Excerpted passage Start Marker

More people need to be making more money. That means we set a low interest rate for student loans and make job training accessible to more people. We need to tamp down the cost of healthcare and prescription drugs so families have more money in their pocket and access to care. And we need to stop piling on to the national debt.
For me, fighting for business is personal. I know first-hand how it feels to start your own small business — it can be scary. You lose your safety net. There’s not a huge office full of people and an accounting department and an HR department and someone on site to do your taxes and manage your health care options. You’re on your own. Small business owners are some of the most courageous people I know. Many of these folks invest everything in their ideas. Creating and growing a small business should be an opportunity for anyone who wants to do the work.
Renee Hoagenson will be running against incumbent Vicky Hartzler. Hartzler’s responses were not available by press time.

Excerpted passage End Marker
Data supplied Start Marker

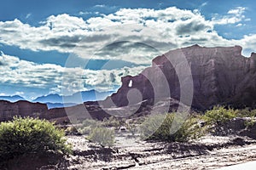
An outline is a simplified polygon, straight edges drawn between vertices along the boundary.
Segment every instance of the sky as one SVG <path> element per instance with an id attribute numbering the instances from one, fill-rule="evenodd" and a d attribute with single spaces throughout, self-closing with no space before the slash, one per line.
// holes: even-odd
<path id="1" fill-rule="evenodd" d="M 256 50 L 253 0 L 9 0 L 0 5 L 0 95 L 116 90 L 177 48 Z"/>

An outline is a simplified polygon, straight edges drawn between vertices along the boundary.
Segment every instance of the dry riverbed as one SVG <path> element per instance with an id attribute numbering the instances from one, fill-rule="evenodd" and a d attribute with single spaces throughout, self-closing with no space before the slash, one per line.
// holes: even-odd
<path id="1" fill-rule="evenodd" d="M 66 169 L 215 169 L 256 160 L 256 141 L 246 137 L 206 136 L 189 143 L 145 142 L 116 138 L 112 148 L 102 148 L 84 136 L 68 136 L 74 155 Z M 67 164 L 66 164 L 67 165 Z"/>

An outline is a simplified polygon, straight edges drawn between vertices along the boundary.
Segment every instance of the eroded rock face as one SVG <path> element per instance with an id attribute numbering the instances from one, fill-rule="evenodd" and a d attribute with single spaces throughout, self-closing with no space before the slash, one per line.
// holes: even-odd
<path id="1" fill-rule="evenodd" d="M 31 103 L 28 101 L 11 103 L 0 100 L 0 122 L 11 120 L 14 116 L 45 118 L 47 112 L 48 108 L 44 104 Z"/>
<path id="2" fill-rule="evenodd" d="M 181 89 L 184 96 L 182 99 Z M 189 92 L 193 92 L 192 103 Z M 64 117 L 57 120 L 63 122 L 68 121 L 67 113 L 69 117 L 82 119 L 89 116 L 102 120 L 110 116 L 124 116 L 125 113 L 128 114 L 125 116 L 143 116 L 152 110 L 172 111 L 177 110 L 180 103 L 191 104 L 192 108 L 201 110 L 215 105 L 255 108 L 256 54 L 246 58 L 241 55 L 239 46 L 203 48 L 194 45 L 172 50 L 154 59 L 152 66 L 139 75 L 122 77 L 122 86 L 118 92 L 99 103 L 85 102 L 73 107 L 48 110 L 44 104 L 2 100 L 0 121 L 10 120 L 18 115 L 54 120 Z"/>
<path id="3" fill-rule="evenodd" d="M 183 57 L 186 60 L 182 60 Z M 141 74 L 123 77 L 121 88 L 111 99 L 118 106 L 127 105 L 129 90 L 137 88 L 143 99 L 171 96 L 179 100 L 180 84 L 186 85 L 189 82 L 186 80 L 189 79 L 189 75 L 182 75 L 188 70 L 186 62 L 193 78 L 192 86 L 186 87 L 194 91 L 192 107 L 200 110 L 215 105 L 255 107 L 256 54 L 246 58 L 241 55 L 240 46 L 204 48 L 194 45 L 169 51 L 154 59 L 152 66 Z M 164 83 L 166 80 L 167 88 Z M 132 87 L 129 86 L 131 81 Z M 136 100 L 136 98 L 130 99 L 130 101 Z M 189 105 L 186 99 L 181 102 Z"/>

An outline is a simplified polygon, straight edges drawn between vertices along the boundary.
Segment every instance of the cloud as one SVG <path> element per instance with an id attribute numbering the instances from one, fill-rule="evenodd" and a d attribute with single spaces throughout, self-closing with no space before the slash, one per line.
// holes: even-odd
<path id="1" fill-rule="evenodd" d="M 28 19 L 29 17 L 31 17 L 31 15 L 32 15 L 31 13 L 27 14 L 26 15 L 26 19 Z"/>
<path id="2" fill-rule="evenodd" d="M 2 86 L 12 84 L 24 88 L 48 88 L 50 93 L 63 92 L 67 94 L 95 87 L 99 91 L 113 89 L 121 84 L 121 76 L 137 75 L 145 68 L 137 66 L 99 71 L 65 68 L 53 64 L 39 65 L 3 53 L 1 53 L 0 62 L 3 64 L 0 65 Z"/>
<path id="3" fill-rule="evenodd" d="M 240 26 L 240 21 L 247 20 L 245 11 L 245 8 L 238 7 L 224 16 L 216 15 L 207 20 L 196 9 L 120 8 L 86 20 L 67 14 L 51 15 L 39 26 L 16 19 L 0 22 L 0 43 L 33 51 L 74 53 L 84 59 L 149 65 L 156 54 L 185 45 L 247 45 L 245 42 L 253 35 L 239 41 L 227 40 L 214 30 L 216 25 Z"/>

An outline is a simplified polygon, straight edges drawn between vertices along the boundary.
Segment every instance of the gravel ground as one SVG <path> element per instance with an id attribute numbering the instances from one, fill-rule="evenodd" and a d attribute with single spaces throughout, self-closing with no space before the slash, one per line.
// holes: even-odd
<path id="1" fill-rule="evenodd" d="M 113 149 L 68 136 L 74 156 L 67 169 L 216 169 L 256 161 L 256 141 L 236 136 L 206 136 L 189 143 L 149 143 L 116 138 Z"/>

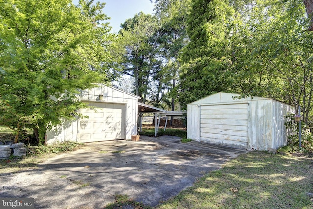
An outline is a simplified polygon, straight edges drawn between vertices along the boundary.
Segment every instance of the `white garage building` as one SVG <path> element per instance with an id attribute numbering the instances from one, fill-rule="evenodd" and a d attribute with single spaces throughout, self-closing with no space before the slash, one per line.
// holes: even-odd
<path id="1" fill-rule="evenodd" d="M 89 106 L 78 110 L 88 118 L 65 121 L 54 127 L 47 133 L 46 144 L 128 140 L 137 134 L 140 97 L 103 84 L 81 91 L 78 97 Z"/>
<path id="2" fill-rule="evenodd" d="M 187 106 L 187 137 L 249 150 L 270 150 L 286 145 L 287 113 L 294 107 L 266 98 L 234 99 L 220 92 Z"/>

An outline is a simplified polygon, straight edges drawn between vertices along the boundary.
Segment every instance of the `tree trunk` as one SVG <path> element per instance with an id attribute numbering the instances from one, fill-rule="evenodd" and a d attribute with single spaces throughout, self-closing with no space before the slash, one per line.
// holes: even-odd
<path id="1" fill-rule="evenodd" d="M 313 0 L 303 0 L 305 10 L 309 18 L 311 19 L 311 23 L 309 27 L 309 30 L 313 31 L 313 17 L 312 12 L 313 12 Z"/>
<path id="2" fill-rule="evenodd" d="M 34 128 L 34 135 L 36 137 L 36 139 L 37 142 L 39 142 L 39 135 L 38 134 L 38 129 L 37 128 Z"/>
<path id="3" fill-rule="evenodd" d="M 173 89 L 174 89 L 175 88 L 175 85 L 176 85 L 176 81 L 175 81 L 175 76 L 176 76 L 176 73 L 174 73 L 174 77 L 173 79 Z M 172 111 L 174 111 L 175 110 L 175 99 L 174 98 L 172 98 Z M 174 119 L 174 116 L 171 116 L 171 120 L 170 121 L 170 126 L 172 126 L 173 125 L 173 120 Z"/>

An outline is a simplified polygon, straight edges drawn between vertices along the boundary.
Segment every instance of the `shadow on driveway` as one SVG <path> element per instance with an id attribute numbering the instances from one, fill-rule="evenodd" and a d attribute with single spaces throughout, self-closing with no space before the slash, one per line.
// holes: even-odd
<path id="1" fill-rule="evenodd" d="M 39 165 L 2 175 L 0 196 L 33 197 L 36 209 L 100 209 L 116 194 L 151 206 L 246 152 L 173 136 L 86 144 Z"/>

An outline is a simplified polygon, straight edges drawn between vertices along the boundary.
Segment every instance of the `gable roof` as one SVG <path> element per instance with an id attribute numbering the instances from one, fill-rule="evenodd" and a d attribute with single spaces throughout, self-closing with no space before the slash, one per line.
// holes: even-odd
<path id="1" fill-rule="evenodd" d="M 246 98 L 236 98 L 240 97 L 240 94 L 226 92 L 220 92 L 217 93 L 207 96 L 198 100 L 191 102 L 188 105 L 196 105 L 201 104 L 214 104 L 221 103 L 228 103 L 234 102 L 242 102 L 247 101 L 255 101 L 260 100 L 272 100 L 273 99 L 259 97 L 258 96 L 248 97 Z"/>

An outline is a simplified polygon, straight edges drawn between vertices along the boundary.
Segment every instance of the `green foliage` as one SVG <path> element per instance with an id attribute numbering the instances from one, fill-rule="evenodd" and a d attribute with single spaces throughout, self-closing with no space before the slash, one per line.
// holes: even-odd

Data supplied End Marker

**Problem statement:**
Please carry the passage on small business and the economy further, picking up where it stops. None of the material is needed.

**Answer for this exercise:**
I was born in California, and moved to Missouri in 1986. I reside in Ashland with my husband, Steve. I serve on the following committees in the Missouri House of Representatives: budget; the subcommittee on appropriations for public safety, corrections, transportation, and revenue; the Joint Committee on Child Abuse and Neglect; pensions; the Special Committee on Employment Security; and the Special Committee to Improve the Care and Well-being of Young People.
I worked full-time while earning an undergraduate degree in business administration from Columbia College and a master’s degree in public affairs with a specialization in nonprofit management and public management from the Truman School of Public Affairs at MU. I currently serve as treasurer of Heritage Baptist Church in Columbia, where my husband and I participate in various community outreach efforts.
I fully support President Trump’s tax reform and job creation package, which has cut taxes for individuals and businesses. The corporate tax rate in America was among the highest in the world and President Trump has lowered it from 35 percent to 21 percent. As a Missourian who personally experienced a factory layoff where my job and hundreds more went to the country of Mexico, I believe it’s imperative that we encourage American businesses through lower taxes and fewer burdensome regulations to keep and bring jobs back in the United States.
During campaign season, Saturdays usually include going door-to-door, attending events and meet-and-greets, and answering constituent calls. I’m sure Shakespeare’s is always somewhere in the equation.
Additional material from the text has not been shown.